**PROBLEM TO WORK ON:**
Pick up the school nutrition interview after its last line and continue it.

**TEXT FOR ANALYSIS:**
━━━━━━━━━━━━━━━━
Becky Landes: So it was time to educate some kids and they really like it, but usually I can only afford it on the school lunch budget once, and I buy local of course.

 

Jeffrey Boyce: Oh wow, you can get local asparagus?

 

Becky Landes: Oh yeah, we’re for Indiana. We have lots of asparagus up here. Grows in side ditches.

 

Jeffrey Boyce: I don’t think I’ve ever seen asparagus grow, wow.

 

Becky Landes: It’s very nice, very frondy and very pretty.

 

Becky Landes: And I’ve met with a lot of kids over the years and there’s just something special about going to maybe the local grocery – we have one – and the kids saying, “You know, I really think we ought to have waffles on the menu.” I like that, where I have a breakfast menu, and so, then I started involving them. “Well what would you like to see? If you have waffles that’s your grain, but you need some protein. So what kind of protein?” In that process I’m trying to also educate and help them figure out good choices. So being accessible to the kids.

 

Jeffrey Boyce: Oh, that’s great.

 

Jeffrey Boyce: Sounds like you’re doing some great nutrition education, along with feeding the kids.

 

Becky Landes: Well it’s not formal. It’s in those conversations that you have that I think sometimes you can make the greatest impact because they’re not having to listen to you.

 

Jeffrey Boyce: Exactly, so it’s probably more effective. What advice would you give someone who was considering child nutrition as a profession today?

 

Becky Landes: Education. Learn as much as you can. We’re an industry that helps each other, so rely on your colleagues until you feel like you’re comfortable with it. We’re not in this alone, like you might be in a commercial restaurant setting where you have to have your secrets, so you can have an edge on the competition. We’re not in competition with anybody.

 

Becky Landes: So ask for help. I did. When I started out there were people that helped me that gave of their time. I’d call them. They’d pick up the phone and they’d walk me through something.

 

Becky Landes: And learn the regulations as much as you can, inside and out. When I go to a restaurant I’m never off the clock. I go to a restaurant, I look at the food, and I’m like okay let’s see.

 

Becky Landes: What seasoning is in that, and do I think that there’ll be two ounces of protein in that, or would I have to do that for an elementary kid, because they can have one ounce that day.
━━━━━━━━━━━━━━━━
**ENTRIES PROVIDED:**

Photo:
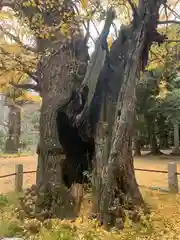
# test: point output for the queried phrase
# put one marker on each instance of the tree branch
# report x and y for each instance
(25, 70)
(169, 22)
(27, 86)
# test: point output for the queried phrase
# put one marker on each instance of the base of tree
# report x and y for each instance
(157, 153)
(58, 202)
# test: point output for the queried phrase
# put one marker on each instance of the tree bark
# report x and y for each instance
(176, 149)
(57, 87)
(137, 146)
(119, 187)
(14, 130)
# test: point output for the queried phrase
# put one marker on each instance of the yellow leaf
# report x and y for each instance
━━━━━━━━━━━━━━━━
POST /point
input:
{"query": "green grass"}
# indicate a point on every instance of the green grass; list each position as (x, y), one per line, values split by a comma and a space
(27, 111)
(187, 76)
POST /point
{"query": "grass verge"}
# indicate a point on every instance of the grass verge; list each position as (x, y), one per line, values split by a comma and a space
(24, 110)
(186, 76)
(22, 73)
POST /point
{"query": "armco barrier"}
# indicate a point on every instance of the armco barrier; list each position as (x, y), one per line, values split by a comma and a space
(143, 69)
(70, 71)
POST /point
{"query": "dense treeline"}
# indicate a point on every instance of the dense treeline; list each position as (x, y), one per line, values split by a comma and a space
━━━━━━━━━━━━━━━━
**RESPONSE:**
Becky Landes: Be approachable. Connect with your kids. They’re your customers.

 

Jeffrey Boyce: You said you’re about to complete a bachelor’s degree. What made you decide to do that?

 

Becky Landes: Well, it’s always been a dream of mine, for a long, long time. Covid came along, and we couldn’t go anywhere, so I might as well study.

 

Becky Landes: That was part of it. Part of it was that another dream was to become an SNS, and so I went for that. And while I love menus, there’s another side of this business and it’s becoming more and more evident all the time, and I feel like this next year is really going to be super important, and that’s the financial side.

 

Becky Landes: With the rising prices and the uncertainty, I mean we can hardly get contracts, and there are companies all over that are backing out and say, “We’re not going to service schools anymore,” and it’s making us scramble to try to find things. I think it’s going to be really, really important that we have a good financial grasp of what we do.

 

Becky Landes: That way we can stay in the black, I hope. That’s my goal.

 

Jeffrey Boyce: Anything else you’d like to share with me today.

 

Becky Landes: I love what I do. The kids are great. All through the years they change, but there’s just something about kids. They’re our next generation.

 

Becky Landes: And I just feel like that we as school nutrition professionals need to do our best to make good, healthy food that kids will eat, because if we just feed the trash cans, nobody wins.

 

Jeffrey Boyce: Well, thank you so much for sharing with me today.

 

Becky Landes: Thank you for inviting me.

 

Jeffrey Boyce: Oh I’m glad to have you.